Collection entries
* * *
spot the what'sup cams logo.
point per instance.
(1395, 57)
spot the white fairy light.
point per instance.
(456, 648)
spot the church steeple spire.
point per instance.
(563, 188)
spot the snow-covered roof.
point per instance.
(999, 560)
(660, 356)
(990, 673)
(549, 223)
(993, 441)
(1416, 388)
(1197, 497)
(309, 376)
* * *
→ What the task asks:
Recast the listing above as a Markdown table with columns "No." and "Line", numbering every line in order and omitting blank lines.

→ Result:
| No. | Line |
|---|---|
| 1 | spot the what'sup cams logo. |
| 2 | point per instance. |
| 3 | (1395, 57) |
| 4 | spot the white fairy light. |
| 5 | point per instance. |
| 6 | (456, 648) |
| 7 | spot the church steeple spire. |
| 8 | point per instance. |
| 9 | (563, 188) |
| 10 | spot the snow-covered roof. |
| 11 | point per instance. |
| 12 | (999, 560) |
| 13 | (660, 356) |
| 14 | (990, 673) |
| 15 | (549, 223) |
| 16 | (993, 441) |
| 17 | (1416, 388) |
| 18 | (1197, 497) |
| 19 | (309, 376) |